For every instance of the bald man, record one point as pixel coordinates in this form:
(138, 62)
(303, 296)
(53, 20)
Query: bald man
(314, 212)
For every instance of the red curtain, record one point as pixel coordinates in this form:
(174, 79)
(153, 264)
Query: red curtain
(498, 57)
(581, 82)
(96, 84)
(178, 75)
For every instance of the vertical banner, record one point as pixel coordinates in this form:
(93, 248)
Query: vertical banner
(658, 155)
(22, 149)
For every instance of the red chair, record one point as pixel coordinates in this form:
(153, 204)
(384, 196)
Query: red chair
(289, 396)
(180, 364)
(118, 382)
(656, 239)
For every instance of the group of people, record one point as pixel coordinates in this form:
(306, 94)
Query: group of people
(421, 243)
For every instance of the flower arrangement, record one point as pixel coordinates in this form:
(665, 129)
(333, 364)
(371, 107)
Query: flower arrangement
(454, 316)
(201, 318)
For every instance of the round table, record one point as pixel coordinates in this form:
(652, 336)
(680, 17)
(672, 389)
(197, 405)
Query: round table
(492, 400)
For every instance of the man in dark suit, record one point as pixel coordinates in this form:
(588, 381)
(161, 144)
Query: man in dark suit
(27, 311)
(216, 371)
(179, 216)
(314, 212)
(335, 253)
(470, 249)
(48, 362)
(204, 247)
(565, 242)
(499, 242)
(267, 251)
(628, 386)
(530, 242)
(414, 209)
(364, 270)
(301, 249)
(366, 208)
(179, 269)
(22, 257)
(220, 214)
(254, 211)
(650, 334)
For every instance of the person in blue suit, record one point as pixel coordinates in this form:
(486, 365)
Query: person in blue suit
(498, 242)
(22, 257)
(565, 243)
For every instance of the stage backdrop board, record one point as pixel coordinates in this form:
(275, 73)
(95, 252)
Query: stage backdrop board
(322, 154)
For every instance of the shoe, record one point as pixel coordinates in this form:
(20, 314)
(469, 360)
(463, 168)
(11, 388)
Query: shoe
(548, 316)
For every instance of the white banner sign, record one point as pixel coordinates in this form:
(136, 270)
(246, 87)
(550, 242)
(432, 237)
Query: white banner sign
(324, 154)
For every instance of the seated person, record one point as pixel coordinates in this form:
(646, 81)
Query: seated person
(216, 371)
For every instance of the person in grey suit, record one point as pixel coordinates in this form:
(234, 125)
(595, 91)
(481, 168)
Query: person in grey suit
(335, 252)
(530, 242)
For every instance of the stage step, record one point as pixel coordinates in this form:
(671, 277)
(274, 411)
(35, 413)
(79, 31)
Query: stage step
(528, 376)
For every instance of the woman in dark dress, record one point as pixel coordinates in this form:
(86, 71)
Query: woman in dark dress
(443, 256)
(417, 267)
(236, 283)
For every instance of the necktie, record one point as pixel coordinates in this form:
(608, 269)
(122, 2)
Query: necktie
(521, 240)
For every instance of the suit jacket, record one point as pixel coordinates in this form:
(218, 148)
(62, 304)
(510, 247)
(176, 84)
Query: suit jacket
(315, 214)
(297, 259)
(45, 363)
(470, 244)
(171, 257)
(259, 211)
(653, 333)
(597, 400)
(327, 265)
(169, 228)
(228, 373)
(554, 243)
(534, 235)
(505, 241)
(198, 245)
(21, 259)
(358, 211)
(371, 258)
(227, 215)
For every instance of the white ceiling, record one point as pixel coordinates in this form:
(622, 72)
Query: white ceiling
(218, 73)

- [Exercise details] Produce a verbatim transcription of the entries above.

- [Task answer]
For every instance of the bald man, record one point as pixel coordinates in this form:
(138, 62)
(303, 296)
(53, 20)
Query: bald man
(314, 212)
For every instance of the red curtain, record one point as pixel coordinates in this form:
(174, 79)
(153, 264)
Query: red curtain
(498, 57)
(581, 82)
(96, 84)
(178, 75)
For every instance of the vertical banner, record one point as pixel coordinates in this form:
(93, 248)
Query: vertical banner
(658, 155)
(22, 149)
For every instance of the red chair, record one point as pixel coordinates in this form:
(153, 204)
(384, 196)
Query: red chair
(289, 396)
(180, 364)
(118, 382)
(656, 239)
For every instance of the group of people, record one point as pixel coordinates in this form:
(306, 94)
Query: group of people
(421, 243)
For every instance of the flower arrangement, record one point as pixel coordinates in this form:
(665, 129)
(333, 364)
(371, 107)
Query: flower arrangement
(454, 316)
(201, 318)
For every instance of the round table, record one point as pixel coordinates in this form:
(652, 336)
(680, 17)
(672, 389)
(197, 405)
Query: round table
(492, 400)
For every instance of the man in dark suit, record one point as pixel coordinates in this form:
(588, 381)
(161, 144)
Query: man in dark suit
(27, 311)
(216, 371)
(179, 216)
(314, 212)
(335, 253)
(470, 249)
(48, 362)
(204, 247)
(565, 242)
(499, 242)
(267, 251)
(628, 386)
(530, 242)
(414, 209)
(364, 270)
(301, 249)
(366, 208)
(179, 269)
(22, 257)
(220, 214)
(254, 211)
(650, 334)
For every instance of the person in blue suit, record one point as pixel coordinates in this form:
(486, 365)
Query: person in blue suit
(498, 242)
(22, 257)
(565, 243)
For every instance of the stage backdrop board, record one point as pixel coordinates in this form:
(275, 73)
(95, 252)
Query: stage backdrop board
(322, 154)
For every instance of the shoe, record one point as pixel coordinates in this form:
(20, 314)
(469, 360)
(463, 168)
(11, 388)
Query: shoe
(548, 316)
For every instance of the white banner sign, record one point as pixel coordinates in this form:
(136, 270)
(246, 87)
(550, 242)
(432, 237)
Query: white banner sign
(324, 154)
For every instance of the seated person, record one point as pixel coordinates in this form:
(646, 81)
Query: seated person
(216, 371)
For every instance of the person in grey suit, record one point as pixel coordinates in this form:
(234, 125)
(595, 91)
(481, 168)
Query: person in grey suit
(335, 252)
(530, 242)
For every instance of the stage step, record one point as pixel coordinates in this form:
(671, 277)
(274, 411)
(35, 413)
(79, 31)
Query: stage step
(528, 376)
For every instance of the woman in dark dress, record one point as pixel coordinates in this form:
(86, 71)
Query: woman in dark dress
(443, 256)
(417, 267)
(236, 283)
For every instance of the necktie, record one point as pixel coordinates in this form:
(608, 269)
(122, 2)
Query: necktie
(521, 240)
For every instance of the suit jacket, record one point as pixel coordinates in this form:
(218, 148)
(62, 304)
(510, 247)
(176, 84)
Query: suit jacket
(315, 214)
(297, 259)
(45, 363)
(470, 244)
(171, 257)
(259, 211)
(653, 333)
(597, 400)
(327, 265)
(169, 228)
(228, 373)
(554, 243)
(534, 235)
(505, 241)
(198, 245)
(21, 259)
(358, 211)
(371, 258)
(227, 215)
For every instance of the white ceiling, record one point as pixel coordinates in this form:
(622, 72)
Query: white ceiling
(218, 73)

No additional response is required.